# Task objective
Copy out each line of the data below in which "positive" appears.

# Extracted entries
=-=-=-=-=

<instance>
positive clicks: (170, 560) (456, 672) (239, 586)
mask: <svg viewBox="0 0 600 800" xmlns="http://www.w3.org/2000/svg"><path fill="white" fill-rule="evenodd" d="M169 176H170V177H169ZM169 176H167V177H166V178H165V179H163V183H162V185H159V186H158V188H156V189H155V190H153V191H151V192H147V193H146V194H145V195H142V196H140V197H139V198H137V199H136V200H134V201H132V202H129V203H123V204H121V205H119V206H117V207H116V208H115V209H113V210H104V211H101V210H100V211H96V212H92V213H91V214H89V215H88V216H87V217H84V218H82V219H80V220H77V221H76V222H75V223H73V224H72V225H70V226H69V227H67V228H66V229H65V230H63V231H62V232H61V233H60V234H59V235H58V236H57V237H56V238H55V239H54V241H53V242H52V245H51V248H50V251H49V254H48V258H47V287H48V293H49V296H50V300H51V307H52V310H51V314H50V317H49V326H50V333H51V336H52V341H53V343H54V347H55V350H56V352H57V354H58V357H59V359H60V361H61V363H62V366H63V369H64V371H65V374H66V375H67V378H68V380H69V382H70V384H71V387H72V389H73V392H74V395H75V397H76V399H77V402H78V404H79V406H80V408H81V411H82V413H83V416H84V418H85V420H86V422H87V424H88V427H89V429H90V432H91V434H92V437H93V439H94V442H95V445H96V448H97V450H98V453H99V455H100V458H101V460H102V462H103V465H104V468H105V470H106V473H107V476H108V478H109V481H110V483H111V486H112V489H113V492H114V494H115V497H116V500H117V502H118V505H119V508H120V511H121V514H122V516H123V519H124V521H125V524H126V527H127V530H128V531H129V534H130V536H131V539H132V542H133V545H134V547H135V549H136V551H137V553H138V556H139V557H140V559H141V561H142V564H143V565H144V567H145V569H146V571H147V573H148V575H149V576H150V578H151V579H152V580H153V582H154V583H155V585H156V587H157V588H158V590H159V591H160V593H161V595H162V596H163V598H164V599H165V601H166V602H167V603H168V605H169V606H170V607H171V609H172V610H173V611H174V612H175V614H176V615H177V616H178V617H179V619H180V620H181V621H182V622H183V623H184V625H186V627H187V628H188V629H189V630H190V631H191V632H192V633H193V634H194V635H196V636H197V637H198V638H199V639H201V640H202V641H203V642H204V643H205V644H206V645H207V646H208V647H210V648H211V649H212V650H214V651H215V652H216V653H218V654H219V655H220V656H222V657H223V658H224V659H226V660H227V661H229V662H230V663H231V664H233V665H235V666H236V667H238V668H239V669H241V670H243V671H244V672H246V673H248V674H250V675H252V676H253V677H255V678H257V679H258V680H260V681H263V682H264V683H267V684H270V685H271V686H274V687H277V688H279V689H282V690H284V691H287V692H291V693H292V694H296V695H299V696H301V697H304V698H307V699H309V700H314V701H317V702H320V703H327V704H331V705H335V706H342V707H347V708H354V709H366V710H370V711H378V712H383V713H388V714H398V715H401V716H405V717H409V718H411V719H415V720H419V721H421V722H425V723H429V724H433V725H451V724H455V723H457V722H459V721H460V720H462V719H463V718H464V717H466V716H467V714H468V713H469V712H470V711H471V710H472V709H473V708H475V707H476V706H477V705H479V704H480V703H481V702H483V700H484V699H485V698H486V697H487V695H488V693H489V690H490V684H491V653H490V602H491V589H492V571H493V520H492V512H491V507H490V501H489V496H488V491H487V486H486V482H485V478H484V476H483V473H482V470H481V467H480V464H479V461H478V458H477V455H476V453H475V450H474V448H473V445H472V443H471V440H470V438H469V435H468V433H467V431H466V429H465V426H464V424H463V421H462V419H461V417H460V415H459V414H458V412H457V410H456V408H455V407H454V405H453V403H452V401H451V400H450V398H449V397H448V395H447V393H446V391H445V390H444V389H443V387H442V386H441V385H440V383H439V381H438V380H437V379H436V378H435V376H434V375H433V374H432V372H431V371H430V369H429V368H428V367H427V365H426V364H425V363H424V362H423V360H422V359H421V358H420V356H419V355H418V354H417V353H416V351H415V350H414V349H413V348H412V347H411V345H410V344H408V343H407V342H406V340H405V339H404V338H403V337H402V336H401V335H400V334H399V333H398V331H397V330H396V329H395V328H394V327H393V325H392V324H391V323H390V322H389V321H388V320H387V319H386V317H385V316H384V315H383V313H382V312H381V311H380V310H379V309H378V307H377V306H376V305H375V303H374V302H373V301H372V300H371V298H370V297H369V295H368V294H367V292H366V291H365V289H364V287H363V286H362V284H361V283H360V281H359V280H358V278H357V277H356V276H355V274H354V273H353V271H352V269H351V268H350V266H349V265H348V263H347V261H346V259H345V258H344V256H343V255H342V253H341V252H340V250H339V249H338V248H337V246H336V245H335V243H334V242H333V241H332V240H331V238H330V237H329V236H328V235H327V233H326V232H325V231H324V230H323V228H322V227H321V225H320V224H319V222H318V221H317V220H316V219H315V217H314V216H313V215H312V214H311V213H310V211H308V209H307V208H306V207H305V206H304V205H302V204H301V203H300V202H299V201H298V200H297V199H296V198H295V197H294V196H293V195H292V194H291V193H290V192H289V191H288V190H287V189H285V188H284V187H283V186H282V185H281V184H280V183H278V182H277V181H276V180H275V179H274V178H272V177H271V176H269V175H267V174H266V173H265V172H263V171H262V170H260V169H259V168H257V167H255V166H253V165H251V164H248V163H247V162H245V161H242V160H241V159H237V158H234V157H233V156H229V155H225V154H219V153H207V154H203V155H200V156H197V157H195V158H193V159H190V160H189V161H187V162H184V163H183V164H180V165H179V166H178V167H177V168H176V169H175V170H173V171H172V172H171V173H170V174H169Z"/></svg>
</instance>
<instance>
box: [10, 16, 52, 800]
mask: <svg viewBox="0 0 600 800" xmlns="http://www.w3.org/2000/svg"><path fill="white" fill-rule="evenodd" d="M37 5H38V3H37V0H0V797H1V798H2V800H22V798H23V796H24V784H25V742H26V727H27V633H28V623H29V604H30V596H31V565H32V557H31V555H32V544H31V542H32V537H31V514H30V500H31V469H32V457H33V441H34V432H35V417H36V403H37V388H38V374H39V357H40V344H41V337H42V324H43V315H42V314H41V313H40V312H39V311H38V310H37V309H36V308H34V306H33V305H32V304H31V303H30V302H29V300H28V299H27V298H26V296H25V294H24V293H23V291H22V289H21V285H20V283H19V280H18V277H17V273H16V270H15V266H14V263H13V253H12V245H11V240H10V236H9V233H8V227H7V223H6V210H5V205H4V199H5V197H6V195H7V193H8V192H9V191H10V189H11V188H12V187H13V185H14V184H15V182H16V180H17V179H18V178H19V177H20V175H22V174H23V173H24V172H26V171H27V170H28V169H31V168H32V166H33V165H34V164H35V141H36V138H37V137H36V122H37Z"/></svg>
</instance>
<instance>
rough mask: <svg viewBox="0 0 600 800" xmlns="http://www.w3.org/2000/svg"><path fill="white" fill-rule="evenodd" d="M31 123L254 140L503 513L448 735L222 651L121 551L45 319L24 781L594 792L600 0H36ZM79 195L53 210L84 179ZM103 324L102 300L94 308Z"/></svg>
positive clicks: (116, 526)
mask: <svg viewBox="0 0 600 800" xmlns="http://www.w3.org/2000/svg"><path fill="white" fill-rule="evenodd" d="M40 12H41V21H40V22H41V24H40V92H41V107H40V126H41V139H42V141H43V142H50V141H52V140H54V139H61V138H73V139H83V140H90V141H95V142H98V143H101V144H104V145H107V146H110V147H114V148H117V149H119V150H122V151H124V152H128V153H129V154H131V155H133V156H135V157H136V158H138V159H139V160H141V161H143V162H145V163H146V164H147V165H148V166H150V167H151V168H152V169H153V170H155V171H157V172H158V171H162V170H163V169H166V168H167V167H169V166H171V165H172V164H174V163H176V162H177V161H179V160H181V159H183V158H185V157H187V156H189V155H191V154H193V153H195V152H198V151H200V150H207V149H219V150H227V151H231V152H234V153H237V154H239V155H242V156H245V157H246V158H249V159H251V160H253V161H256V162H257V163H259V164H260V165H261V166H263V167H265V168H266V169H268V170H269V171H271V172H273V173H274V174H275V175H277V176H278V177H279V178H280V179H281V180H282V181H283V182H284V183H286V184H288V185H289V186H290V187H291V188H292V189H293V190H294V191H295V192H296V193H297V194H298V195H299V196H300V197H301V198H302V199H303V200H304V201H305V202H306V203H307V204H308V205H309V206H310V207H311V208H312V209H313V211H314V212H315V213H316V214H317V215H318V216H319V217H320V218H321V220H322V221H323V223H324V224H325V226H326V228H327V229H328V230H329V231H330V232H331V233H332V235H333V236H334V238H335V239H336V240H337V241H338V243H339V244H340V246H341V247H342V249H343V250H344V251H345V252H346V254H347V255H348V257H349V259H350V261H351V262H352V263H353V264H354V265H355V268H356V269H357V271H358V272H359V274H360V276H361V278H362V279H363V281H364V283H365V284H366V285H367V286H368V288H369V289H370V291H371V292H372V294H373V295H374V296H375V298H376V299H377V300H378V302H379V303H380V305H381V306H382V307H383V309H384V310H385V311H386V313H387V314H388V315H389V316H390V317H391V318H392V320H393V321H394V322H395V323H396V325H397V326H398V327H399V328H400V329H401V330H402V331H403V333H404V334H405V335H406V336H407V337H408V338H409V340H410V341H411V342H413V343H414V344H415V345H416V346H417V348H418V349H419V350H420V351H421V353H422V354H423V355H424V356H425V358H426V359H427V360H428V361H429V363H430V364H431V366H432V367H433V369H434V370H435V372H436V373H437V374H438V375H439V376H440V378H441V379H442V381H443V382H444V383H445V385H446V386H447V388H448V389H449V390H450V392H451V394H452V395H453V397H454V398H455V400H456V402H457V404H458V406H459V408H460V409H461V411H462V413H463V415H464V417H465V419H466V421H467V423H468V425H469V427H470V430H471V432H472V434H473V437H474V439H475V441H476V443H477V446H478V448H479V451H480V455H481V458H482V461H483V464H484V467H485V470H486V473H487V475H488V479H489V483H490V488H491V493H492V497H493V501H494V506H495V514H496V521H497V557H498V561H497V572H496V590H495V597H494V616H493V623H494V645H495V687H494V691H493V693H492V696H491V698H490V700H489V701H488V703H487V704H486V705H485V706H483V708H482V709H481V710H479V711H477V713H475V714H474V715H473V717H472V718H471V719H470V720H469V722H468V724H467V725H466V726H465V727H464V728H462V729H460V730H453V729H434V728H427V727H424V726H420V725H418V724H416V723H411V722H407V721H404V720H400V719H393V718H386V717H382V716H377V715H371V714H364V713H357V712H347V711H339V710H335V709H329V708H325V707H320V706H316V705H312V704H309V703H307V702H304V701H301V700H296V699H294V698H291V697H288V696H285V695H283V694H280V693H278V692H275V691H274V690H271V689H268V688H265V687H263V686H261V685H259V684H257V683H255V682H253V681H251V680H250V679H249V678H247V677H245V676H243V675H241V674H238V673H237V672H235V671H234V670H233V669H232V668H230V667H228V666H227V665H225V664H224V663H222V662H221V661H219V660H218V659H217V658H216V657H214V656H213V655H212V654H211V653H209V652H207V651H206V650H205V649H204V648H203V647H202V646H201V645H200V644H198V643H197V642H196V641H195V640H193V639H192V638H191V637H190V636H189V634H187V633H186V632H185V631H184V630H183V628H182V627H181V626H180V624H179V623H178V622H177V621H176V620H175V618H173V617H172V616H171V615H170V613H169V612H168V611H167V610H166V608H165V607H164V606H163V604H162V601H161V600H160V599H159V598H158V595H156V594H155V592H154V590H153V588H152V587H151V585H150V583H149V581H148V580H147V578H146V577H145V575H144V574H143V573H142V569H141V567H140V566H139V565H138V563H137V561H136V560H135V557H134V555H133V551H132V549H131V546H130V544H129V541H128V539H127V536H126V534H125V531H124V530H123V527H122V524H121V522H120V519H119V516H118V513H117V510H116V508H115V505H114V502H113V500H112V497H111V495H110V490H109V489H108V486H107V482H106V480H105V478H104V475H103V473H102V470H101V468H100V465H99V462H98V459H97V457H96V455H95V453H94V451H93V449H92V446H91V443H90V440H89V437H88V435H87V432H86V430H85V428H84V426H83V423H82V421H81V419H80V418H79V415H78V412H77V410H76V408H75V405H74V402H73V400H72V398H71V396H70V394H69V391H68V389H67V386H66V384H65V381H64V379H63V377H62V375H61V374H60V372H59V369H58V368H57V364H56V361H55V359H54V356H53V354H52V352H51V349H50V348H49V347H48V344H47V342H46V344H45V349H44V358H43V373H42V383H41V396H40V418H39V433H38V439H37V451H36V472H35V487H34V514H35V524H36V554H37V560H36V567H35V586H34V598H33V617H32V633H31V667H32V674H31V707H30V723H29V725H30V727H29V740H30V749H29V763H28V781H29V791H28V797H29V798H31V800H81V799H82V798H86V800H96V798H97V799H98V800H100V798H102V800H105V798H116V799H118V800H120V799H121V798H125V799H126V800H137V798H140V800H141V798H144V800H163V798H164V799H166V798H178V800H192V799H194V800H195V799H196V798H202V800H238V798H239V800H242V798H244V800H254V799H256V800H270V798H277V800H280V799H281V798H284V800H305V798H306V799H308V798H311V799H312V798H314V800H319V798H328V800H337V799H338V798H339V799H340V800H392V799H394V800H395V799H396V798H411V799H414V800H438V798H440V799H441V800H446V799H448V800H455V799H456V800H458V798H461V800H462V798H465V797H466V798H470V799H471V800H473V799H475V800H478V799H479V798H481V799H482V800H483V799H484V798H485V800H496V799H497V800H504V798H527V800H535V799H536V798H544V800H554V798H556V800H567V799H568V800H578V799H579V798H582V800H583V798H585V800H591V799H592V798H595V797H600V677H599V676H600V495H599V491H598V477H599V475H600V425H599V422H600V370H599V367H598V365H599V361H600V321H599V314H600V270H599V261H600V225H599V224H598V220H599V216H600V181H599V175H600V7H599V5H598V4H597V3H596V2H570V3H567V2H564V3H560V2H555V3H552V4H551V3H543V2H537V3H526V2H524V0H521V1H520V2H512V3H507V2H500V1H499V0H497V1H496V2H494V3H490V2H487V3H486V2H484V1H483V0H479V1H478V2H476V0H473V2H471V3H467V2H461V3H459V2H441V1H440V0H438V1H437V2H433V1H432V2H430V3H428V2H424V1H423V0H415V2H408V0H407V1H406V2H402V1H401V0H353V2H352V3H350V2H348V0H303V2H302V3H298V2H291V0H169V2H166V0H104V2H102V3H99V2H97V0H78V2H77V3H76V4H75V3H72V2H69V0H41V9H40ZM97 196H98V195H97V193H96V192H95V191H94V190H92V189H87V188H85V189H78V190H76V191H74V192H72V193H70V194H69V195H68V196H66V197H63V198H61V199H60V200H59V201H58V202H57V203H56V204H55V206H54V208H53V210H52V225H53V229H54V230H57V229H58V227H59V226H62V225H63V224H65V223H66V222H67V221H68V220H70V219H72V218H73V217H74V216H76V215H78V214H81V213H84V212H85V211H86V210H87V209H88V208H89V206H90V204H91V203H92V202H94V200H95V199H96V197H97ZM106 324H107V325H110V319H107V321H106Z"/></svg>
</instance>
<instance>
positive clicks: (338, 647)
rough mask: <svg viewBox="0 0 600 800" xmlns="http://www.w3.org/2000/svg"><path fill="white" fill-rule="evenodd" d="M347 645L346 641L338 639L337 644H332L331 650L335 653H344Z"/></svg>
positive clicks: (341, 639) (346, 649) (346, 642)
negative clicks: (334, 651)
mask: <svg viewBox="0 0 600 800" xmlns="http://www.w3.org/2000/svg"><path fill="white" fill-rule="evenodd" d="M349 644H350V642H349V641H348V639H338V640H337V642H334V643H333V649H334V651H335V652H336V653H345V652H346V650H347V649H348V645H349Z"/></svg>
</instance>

=-=-=-=-=

# Exercise solution
positive clicks: (170, 560) (456, 672) (239, 586)
positive clicks: (116, 526)
positive clicks: (338, 647)
positive clicks: (341, 639) (346, 649) (346, 642)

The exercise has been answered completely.